### Recorded data ###

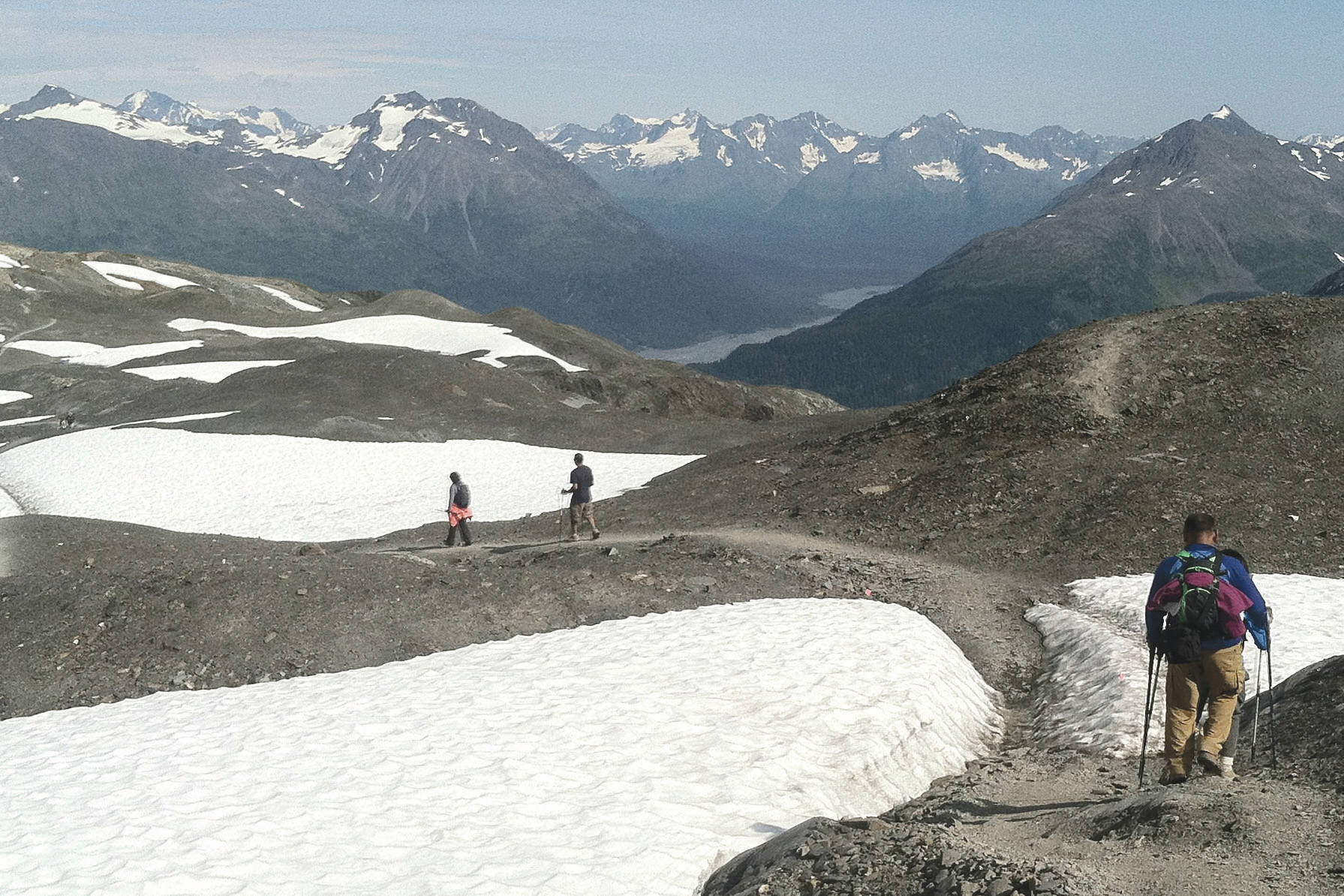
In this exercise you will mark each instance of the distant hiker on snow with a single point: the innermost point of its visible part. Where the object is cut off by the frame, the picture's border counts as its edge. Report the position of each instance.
(581, 505)
(1195, 620)
(459, 511)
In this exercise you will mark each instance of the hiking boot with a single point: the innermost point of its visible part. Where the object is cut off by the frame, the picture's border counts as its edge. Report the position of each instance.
(1172, 777)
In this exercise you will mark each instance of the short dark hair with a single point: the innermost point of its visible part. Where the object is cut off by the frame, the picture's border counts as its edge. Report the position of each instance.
(1199, 525)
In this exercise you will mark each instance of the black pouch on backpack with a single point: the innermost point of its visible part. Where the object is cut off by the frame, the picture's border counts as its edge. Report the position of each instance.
(1180, 644)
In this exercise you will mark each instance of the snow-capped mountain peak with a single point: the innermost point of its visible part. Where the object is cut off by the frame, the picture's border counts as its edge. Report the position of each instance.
(256, 124)
(61, 105)
(1324, 141)
(792, 147)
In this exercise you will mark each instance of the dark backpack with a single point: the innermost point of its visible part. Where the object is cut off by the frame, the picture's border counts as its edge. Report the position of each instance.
(1195, 617)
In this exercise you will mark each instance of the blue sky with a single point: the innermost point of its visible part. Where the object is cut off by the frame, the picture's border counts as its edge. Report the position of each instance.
(1135, 68)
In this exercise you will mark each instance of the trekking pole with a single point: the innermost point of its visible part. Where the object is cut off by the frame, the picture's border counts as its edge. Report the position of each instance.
(1273, 734)
(1150, 700)
(1255, 717)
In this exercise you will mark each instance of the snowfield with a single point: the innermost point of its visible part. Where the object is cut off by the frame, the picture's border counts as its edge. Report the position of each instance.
(1097, 657)
(632, 756)
(404, 331)
(127, 275)
(297, 489)
(97, 355)
(203, 371)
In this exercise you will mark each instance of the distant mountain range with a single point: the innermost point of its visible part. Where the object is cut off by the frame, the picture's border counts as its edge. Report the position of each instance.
(440, 195)
(1209, 210)
(808, 204)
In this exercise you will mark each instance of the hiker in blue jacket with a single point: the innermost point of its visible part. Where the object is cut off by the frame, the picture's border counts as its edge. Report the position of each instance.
(1218, 673)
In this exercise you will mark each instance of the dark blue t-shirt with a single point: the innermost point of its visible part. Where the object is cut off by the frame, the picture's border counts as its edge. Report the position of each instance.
(582, 479)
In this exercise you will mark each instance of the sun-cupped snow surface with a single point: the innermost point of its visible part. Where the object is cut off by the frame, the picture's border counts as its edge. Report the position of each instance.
(97, 355)
(406, 331)
(289, 300)
(293, 488)
(203, 371)
(1093, 693)
(632, 756)
(127, 275)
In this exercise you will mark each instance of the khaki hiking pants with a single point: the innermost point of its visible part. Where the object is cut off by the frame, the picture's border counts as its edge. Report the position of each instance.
(1219, 676)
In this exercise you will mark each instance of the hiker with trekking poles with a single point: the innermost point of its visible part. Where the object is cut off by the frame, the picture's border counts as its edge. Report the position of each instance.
(1201, 606)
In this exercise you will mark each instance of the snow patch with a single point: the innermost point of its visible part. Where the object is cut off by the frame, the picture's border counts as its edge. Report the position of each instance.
(630, 756)
(289, 300)
(941, 170)
(127, 275)
(203, 371)
(297, 489)
(1018, 159)
(96, 115)
(96, 355)
(843, 144)
(404, 331)
(331, 147)
(810, 156)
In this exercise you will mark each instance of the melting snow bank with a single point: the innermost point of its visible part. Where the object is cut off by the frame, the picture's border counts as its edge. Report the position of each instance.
(297, 489)
(406, 331)
(632, 756)
(1092, 695)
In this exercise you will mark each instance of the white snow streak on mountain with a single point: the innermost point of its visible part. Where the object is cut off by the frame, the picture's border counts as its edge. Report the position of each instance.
(96, 355)
(86, 112)
(331, 147)
(1018, 159)
(289, 300)
(203, 371)
(632, 756)
(945, 170)
(297, 489)
(1099, 657)
(115, 273)
(406, 331)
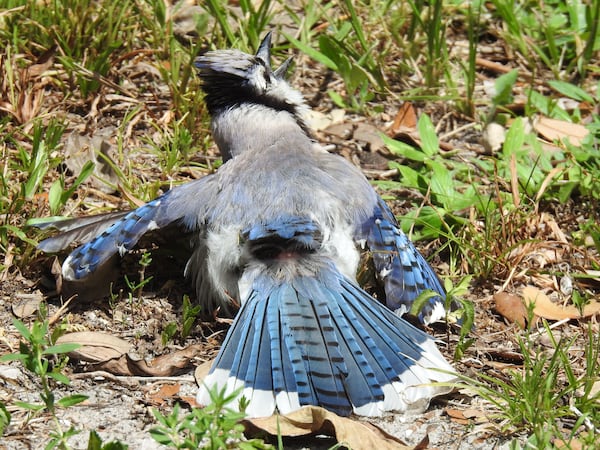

###

**Task instructions:**
Copy all of the material above word for word, leaving out the pictures.

**Answer to the task:**
In this exercise you will mark each instance of the distant hiker on snow with a single point: the innermost point of its visible part. Where the object is cut off by the frame, the picture's border counts as its edge. Report the position of each instance.
(581, 505)
(1195, 620)
(459, 511)
In this exercise you will mark each instance of the hiking boot with a single point: the innermost point of its visible part. Where the object is cut off by the frame, the picture's border counts as its edge. Report the position of each instance.
(1172, 777)
In this exercise you will mark each instance of the short dark hair with a single point: the innermost point of its visible part. Where the object is cut off by the frame, the picture's border counts as its edge. Report the position of each instance.
(1199, 525)
In this exercise you will mark each instance of the black pouch on backpack with a single point: the innermost point of its visible part. Where the object is cut off by the frame, the picture's border counts as its edge. Report the position of each instance.
(1180, 644)
In this exercise you will mark each instance of the snow-capped mountain peak with a single point: the innermost point of its visible part. Where the object is cut off by the frame, the picture's border counts as its edge. Report the position of each instance.
(256, 124)
(61, 105)
(1324, 141)
(792, 147)
In this exercise you will mark each instance of the dark backpack with a single point: the innermost point of its visible part. Where the object is cut off by the frame, the picture's border counts as its edge. Report the position of each instance.
(1195, 617)
In this exercise you will mark each instance of the blue sky with a single point: the innermost point of its visible part. Where the object is cut off by the frame, the picture's border counts as its edge. Report the position of each instance.
(1135, 68)
In this exercise you will mark each instance of the trekking pole with a single point: the innermost point of its visible part. Where the object is cut off by the frame, the picture's border counts as its edge. Report the position of each instance.
(1273, 734)
(1150, 700)
(1255, 717)
In this exercise you will mark each instance of the snowfield with a single point: the innermost point of its visible part. Where the object is cut off by the frame, the picture's border counts as its edge. Report the position of each instance.
(1097, 657)
(632, 756)
(404, 331)
(127, 275)
(297, 489)
(97, 355)
(203, 371)
In this exercise you will mark each instance of the distant mountain range with a single point: the innermost point of its visible part. Where the object is cut off by the frame, the picture's border counts as its edge. Report the position of each instance.
(440, 195)
(1209, 210)
(808, 204)
In this exercise you will mark each instance of the hiker in blue jacket with a single point: the innermost point of its visible part. Where the object is cut off by the frame, the picture's border counts as its edge. Report the position of each instance.
(1218, 673)
In this exercise you will mark each instance of the dark blue t-shirt with a single point: the innermost point of its visible part. Where the object is cut off by the frame, the picture's border counts as its edge. Report the position of each instance.
(582, 479)
In this exercise you will mark each instance of the sun-cupped snow surface with a single point: the innermost point of its visible part. Where the object is cut off by the frame, the picture's border counts as its edge. Report the position of each instance.
(97, 355)
(406, 331)
(289, 300)
(293, 488)
(203, 371)
(1093, 693)
(632, 756)
(127, 275)
In this exercise you will mark each instance of the khaki hiking pants with a single point: the innermost point of its visible part. Where the object is cut off by the frame, the picture's border counts as its edge. Report the position of each instance.
(1219, 676)
In this exercise you will mark each instance of the hiker with trekking poles with a single point: the innermost point of its visible part. Where the object is cut off by the frame, the picture's border counts as its edge. Report the position of each instance.
(1201, 606)
In this exercise you will mark each instance of the snow patch with a single point: the innermost point of its visible part. Where the object is cut off by the frame, the picture's border counts as its edge. Report the position of each instance.
(630, 756)
(289, 300)
(941, 170)
(127, 275)
(203, 371)
(297, 489)
(1018, 159)
(96, 115)
(96, 355)
(843, 144)
(404, 331)
(331, 147)
(810, 156)
In this exercise you will mark each instance of the melting snow bank with a single point: the innermost point of its visible part. Where the object is cut off by the frame, the picture's border counts as its edge. Report the position of each instance.
(297, 489)
(406, 331)
(632, 756)
(1092, 695)
In this exercise you will mark each instance of the white snow streak on mountain with a single point: the innermost point of its visible part. Where the object is cut off by the frame, the picture's border counts as its edge. Report the position of each instance.
(96, 355)
(86, 112)
(331, 147)
(1018, 159)
(289, 300)
(203, 371)
(632, 756)
(945, 170)
(297, 489)
(1099, 657)
(115, 273)
(406, 331)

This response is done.